▶ [TEXT BLOCK]
************
In the last twelve months, I have written almost thirty articles about leveraged loans and collateralized loan obligations (CLOs), because these instruments are all too often illiquid and opaque. Moreover, measuring their market, credit, and market liquidity risks is difficult, especially in an economic or market downturn. The Bank for International Settlements, in its Quarterly Review released today, estimates that the global leveraged loan market is about $1.4 trillion, a rise of 100% since 2007. The vast majority of those leveraged loans, $1.2 trillion, are in U.S. dollars, with the remainder mostly denominated in Euros. However, according to a research piece by The Bank of England (BOE), the leveraged loan market globally is more than $2.2 trillion. According to BOE researchers, the commonly cited figure for the size of the leveraged loan market “is the value of loans in indices that are used to track performance of the leveraged loan market.” The researchers believe that “this underplays the true size of market, “ because “it only captures loans that are distributed to non-bank, institutional investors. And, within that, it mainly captures larger, more liquid loans.” When they accounted “for smaller, less liquid loans, as well as lending facilities that are held by banks, the size of the market is more like US$2.2 trillion. Around US$1.8 trillion of this is typically held by non-bank institutions.” It is important to note that larger more liquid leverage loan amount is comparable to the amount of U.S. subprime mortgages before the 2008 financial crisis.
************
▶ [EXERCISES TO COMPLETE]
1. Can you repeat the records word for word, starting at the line containing "[spot] the green grass" and running through the last line of the records, with both of those lines included?
2. How would you carry on the passage on leveraged loans, picking up right after its final sentence?
The passage on leveraged loans and the records below it were taken from separate sources.
************
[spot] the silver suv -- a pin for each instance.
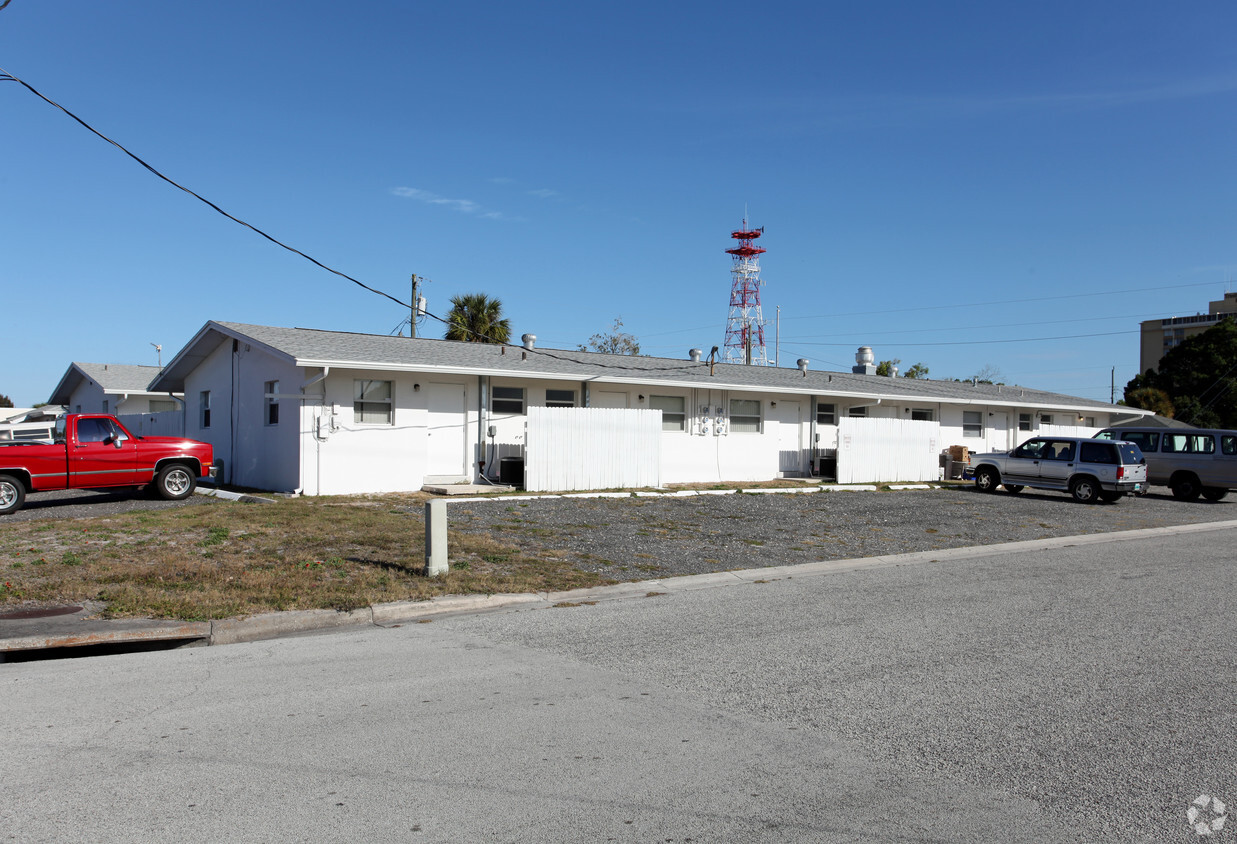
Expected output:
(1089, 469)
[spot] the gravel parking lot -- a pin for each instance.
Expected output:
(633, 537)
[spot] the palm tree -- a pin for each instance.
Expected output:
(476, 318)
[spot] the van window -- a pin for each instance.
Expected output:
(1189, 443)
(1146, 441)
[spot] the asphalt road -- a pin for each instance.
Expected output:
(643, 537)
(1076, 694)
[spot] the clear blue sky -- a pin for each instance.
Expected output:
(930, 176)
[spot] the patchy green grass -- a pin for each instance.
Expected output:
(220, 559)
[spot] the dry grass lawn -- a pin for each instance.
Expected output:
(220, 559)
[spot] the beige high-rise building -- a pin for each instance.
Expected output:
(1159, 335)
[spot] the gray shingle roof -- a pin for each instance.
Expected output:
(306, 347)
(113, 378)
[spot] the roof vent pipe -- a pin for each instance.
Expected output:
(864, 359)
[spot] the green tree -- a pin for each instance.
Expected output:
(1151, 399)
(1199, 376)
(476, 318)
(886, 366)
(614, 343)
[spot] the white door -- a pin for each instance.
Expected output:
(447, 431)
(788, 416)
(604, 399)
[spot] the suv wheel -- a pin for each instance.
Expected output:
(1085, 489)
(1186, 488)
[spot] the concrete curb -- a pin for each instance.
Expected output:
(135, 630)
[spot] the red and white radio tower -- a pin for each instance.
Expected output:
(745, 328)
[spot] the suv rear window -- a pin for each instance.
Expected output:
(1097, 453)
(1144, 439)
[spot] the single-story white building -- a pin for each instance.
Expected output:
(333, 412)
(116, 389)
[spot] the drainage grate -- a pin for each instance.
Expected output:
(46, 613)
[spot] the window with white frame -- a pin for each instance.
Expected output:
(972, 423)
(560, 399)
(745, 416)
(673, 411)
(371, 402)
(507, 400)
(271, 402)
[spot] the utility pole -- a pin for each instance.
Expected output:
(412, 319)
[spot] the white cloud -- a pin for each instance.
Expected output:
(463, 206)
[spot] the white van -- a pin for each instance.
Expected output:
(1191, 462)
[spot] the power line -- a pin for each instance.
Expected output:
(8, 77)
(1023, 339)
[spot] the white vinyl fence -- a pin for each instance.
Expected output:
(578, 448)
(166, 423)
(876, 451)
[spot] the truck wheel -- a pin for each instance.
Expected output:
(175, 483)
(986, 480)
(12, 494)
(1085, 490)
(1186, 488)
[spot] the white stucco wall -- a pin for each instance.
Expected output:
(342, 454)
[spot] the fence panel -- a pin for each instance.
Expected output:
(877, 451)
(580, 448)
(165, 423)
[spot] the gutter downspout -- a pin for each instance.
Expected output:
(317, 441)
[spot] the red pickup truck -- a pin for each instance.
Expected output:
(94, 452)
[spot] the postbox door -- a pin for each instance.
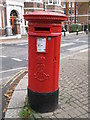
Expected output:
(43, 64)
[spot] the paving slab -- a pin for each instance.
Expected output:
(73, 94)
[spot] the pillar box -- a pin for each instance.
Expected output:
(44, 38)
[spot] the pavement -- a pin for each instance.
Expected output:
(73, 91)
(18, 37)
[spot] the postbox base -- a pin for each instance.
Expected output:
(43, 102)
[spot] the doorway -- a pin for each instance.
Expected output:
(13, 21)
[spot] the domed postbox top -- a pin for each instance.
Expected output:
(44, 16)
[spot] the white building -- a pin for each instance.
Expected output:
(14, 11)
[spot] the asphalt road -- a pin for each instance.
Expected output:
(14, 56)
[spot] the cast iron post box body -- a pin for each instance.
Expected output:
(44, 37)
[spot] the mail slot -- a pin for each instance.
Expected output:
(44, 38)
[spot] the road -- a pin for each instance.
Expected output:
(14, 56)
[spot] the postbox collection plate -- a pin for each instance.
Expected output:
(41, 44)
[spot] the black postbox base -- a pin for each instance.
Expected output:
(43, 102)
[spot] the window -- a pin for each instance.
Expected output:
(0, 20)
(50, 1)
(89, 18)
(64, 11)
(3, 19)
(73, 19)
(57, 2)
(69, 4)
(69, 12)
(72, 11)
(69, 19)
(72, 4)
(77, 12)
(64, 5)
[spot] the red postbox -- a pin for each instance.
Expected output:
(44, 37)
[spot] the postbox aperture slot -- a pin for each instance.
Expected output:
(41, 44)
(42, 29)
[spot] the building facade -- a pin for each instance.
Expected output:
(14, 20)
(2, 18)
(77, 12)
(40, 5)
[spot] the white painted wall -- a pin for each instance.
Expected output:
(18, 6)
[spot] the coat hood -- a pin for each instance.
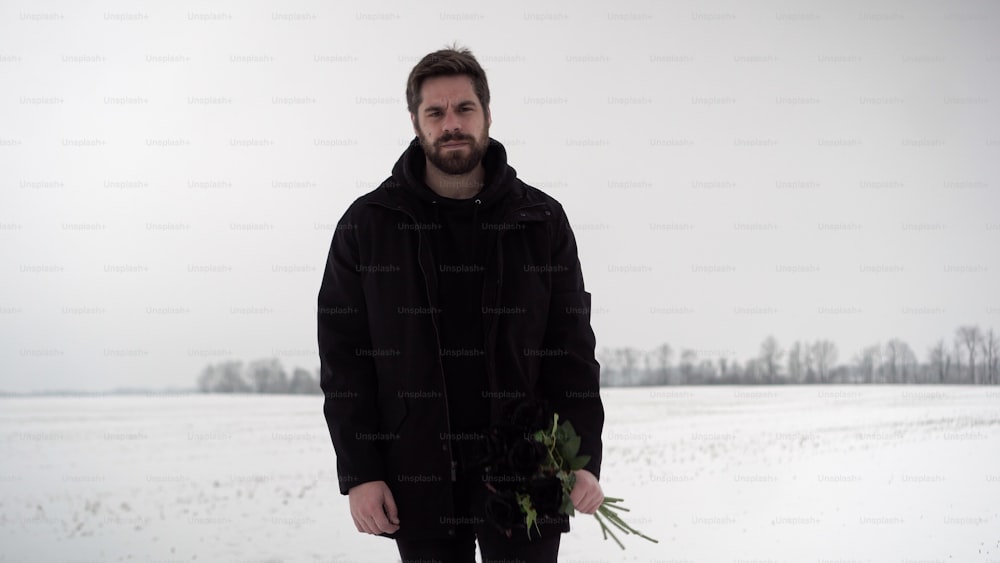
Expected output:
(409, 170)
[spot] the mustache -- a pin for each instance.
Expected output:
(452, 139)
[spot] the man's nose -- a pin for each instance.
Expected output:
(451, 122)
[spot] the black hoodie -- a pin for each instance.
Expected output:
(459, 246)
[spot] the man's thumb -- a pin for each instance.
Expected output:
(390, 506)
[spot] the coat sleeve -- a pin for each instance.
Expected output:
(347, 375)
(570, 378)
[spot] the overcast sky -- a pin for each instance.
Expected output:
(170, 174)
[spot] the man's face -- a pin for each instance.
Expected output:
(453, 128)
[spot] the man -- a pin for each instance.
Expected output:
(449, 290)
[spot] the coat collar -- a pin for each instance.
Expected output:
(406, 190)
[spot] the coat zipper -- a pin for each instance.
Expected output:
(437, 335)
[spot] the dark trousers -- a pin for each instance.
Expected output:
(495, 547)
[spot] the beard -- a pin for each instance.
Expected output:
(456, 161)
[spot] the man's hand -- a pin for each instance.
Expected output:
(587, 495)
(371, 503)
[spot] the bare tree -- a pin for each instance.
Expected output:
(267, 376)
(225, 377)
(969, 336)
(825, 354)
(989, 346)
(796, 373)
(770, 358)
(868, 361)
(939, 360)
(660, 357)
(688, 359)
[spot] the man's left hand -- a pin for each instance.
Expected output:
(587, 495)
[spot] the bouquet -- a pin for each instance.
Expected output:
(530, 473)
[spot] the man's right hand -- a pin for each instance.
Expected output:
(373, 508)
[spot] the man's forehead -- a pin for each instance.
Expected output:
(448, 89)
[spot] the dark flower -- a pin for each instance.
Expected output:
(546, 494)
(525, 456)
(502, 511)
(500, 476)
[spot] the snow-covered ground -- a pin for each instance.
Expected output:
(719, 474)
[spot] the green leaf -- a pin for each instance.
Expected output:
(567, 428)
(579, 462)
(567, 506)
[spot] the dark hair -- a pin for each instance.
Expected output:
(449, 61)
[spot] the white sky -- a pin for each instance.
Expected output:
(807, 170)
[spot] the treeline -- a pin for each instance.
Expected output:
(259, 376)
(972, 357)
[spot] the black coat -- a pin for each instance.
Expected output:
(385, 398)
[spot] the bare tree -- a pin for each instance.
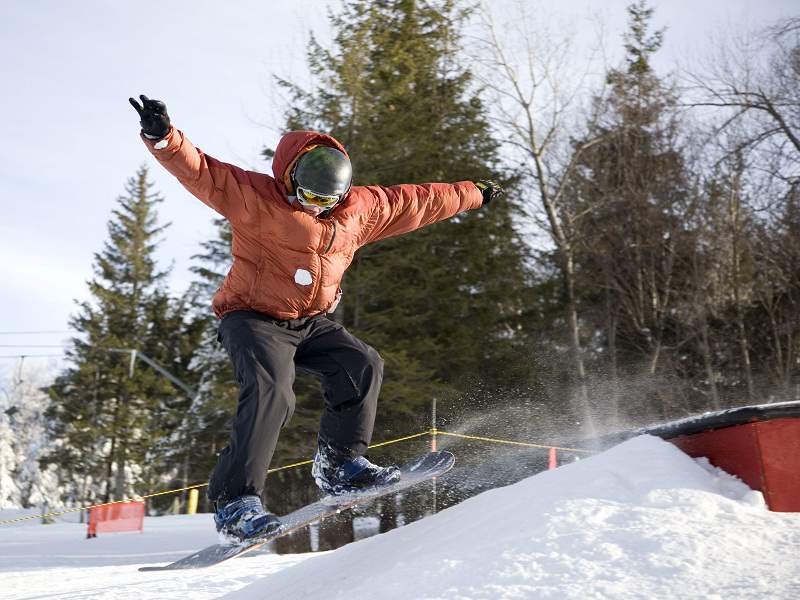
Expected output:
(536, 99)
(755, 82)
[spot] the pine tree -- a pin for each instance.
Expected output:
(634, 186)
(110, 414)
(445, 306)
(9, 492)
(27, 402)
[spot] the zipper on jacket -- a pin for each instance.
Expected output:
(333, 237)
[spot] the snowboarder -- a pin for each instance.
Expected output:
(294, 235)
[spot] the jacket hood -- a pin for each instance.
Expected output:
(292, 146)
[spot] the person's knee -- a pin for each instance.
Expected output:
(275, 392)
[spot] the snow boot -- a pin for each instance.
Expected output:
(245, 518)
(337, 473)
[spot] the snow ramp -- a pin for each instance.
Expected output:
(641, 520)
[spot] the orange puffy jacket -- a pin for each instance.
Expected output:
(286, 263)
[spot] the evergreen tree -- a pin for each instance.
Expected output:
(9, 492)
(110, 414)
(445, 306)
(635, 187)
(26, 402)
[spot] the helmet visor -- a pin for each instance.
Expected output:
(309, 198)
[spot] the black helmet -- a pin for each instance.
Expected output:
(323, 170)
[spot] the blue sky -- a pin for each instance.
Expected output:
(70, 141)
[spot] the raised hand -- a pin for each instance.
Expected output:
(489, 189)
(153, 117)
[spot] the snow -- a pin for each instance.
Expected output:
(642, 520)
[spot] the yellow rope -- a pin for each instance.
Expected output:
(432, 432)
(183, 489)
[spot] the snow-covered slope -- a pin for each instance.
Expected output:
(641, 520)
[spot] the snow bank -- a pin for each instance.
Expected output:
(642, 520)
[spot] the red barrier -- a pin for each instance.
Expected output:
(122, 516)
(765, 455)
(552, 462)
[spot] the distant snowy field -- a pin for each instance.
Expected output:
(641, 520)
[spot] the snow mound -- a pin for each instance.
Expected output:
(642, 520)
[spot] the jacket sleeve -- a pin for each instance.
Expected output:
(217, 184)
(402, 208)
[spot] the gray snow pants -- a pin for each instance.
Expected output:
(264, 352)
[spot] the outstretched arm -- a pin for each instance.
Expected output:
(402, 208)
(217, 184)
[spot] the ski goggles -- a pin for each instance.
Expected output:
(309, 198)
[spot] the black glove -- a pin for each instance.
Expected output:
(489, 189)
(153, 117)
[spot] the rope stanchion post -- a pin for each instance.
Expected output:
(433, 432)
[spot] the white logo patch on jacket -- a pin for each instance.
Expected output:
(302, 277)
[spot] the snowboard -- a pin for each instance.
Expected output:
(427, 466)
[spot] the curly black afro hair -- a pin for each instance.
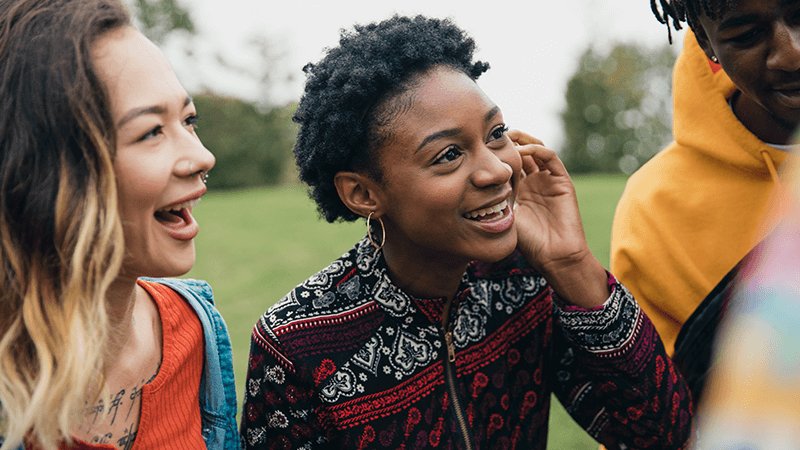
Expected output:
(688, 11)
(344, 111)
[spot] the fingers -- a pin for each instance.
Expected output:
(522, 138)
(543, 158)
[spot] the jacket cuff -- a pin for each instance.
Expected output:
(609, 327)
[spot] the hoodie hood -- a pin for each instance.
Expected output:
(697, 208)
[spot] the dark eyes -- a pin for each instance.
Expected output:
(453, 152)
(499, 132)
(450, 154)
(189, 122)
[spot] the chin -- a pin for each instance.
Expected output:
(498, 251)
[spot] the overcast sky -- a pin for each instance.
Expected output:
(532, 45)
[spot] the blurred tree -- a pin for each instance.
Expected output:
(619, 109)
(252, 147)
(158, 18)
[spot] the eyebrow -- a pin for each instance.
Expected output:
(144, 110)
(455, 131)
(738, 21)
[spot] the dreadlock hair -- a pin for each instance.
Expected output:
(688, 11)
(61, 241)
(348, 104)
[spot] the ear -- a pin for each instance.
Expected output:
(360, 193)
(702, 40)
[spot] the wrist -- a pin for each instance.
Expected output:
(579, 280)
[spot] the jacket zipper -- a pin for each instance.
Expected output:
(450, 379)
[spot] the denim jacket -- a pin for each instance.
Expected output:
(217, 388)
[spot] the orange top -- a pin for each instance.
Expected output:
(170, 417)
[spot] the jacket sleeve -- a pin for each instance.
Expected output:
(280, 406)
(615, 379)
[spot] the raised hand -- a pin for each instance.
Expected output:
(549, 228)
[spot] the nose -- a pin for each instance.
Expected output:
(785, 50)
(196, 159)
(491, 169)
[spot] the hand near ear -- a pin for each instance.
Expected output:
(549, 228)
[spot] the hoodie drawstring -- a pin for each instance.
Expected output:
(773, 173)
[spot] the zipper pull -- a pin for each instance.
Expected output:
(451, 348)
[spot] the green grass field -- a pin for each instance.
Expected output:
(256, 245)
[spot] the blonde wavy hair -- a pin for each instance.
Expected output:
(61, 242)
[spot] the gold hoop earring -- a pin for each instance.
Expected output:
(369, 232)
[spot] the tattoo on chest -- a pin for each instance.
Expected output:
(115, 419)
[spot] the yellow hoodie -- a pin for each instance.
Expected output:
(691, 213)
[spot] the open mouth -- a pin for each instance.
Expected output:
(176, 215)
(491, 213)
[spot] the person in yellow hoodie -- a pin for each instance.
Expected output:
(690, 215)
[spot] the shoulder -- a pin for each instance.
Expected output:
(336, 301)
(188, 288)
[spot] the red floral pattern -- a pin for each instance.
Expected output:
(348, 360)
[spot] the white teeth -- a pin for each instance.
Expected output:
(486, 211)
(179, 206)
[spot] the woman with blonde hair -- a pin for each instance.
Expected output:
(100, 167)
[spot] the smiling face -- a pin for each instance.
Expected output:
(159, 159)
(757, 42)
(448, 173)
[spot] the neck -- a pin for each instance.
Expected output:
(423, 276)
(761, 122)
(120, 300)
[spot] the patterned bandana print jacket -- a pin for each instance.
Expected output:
************
▶ [REPLIES]
1.
[spot] the green grass field -- a pin for each instance.
Expected output:
(256, 245)
[spot] the blonde wavy hair -- a pin for each instance.
Expected output:
(61, 242)
[spot] the gold hoop earring -- a pin for each instance.
Expected output:
(369, 232)
[spot] the tattoo on chest -- a pin for each instance.
Expected output:
(115, 419)
[spot] the yellow hoodie -- a pin for each instance.
Expected output:
(691, 213)
[spot] the open mouth -- a pin for each instance.
Expected output:
(176, 215)
(491, 213)
[spot] the person in yellow hoodie -- a pin for each instance.
Expected output:
(690, 215)
[spot] the shoulder -- a pin for each instance.
Expected output:
(336, 301)
(188, 288)
[spot] the red floral pattern -- a pin for each instance.
Expected output:
(348, 360)
[spot] the white teeth -- a pin for each instance.
Expected output:
(486, 211)
(179, 206)
[spot] the woman with blonde hair -- a pin for each instance.
Expected output:
(100, 167)
[spot] the smiling face -- a pin for each instance.
Expected output:
(159, 159)
(757, 42)
(448, 173)
[spot] the neck -- a pin for each instance.
Expected output:
(423, 276)
(761, 122)
(120, 300)
[spot] the patterned bandana print jacket -- a pin for each instance.
Expected output:

2.
Measuring the size of the leveraged loan market is not straightforward, because there is no consistent definition of what a leveraged loan is. Typically, leveraged loans are underwritten to companies which have levels of indebtedness 5 times or higher, than their Earnings Before Interest Tax and Depreciation (EBITDA). Many of these nonfinancial companies are rated below investment grade (junk bonds) or are unrated, and their level of leverage has been rising.
Of great concern should be that the definition of EBITDA, which is used as an important metric to determine if a company is profitable and what its credit quality is, has been increasingly distorted significantly in loan agreements. According to an early September report by lead writer, Enam Hoque, who is a Senior Covenant Officer at Moody’s Investors Services, “One third of the loans we reviewed in 209 provide for virtually uncapped EBITDA ‘add-backs” for restructuring charges, cost savings and other syneries before they have been achieved.” What this means is that “ by boosting EBITDA, these add-backs can improve leverage or interest rate coverage ratios.” This provides companies a lot more flexibility to take on more debt, pay dividends “or take other actions that could increase credit risk-without breaching their covenants.” In an S&P Global Ratings study of add-backs, S&P analysts found that “companies and deal arrangers have become increasingly creative in presenting what qualifies as an add-back, resulting in an increase in both the number and types of adjustments. In some of these cases, S&P Global Ratings views the act–expanding the definition of management-adjusted EBITDA to inflate “marketing EBITDA” (EBITDA plus add-backs)–as an artificial deflation of leverage.”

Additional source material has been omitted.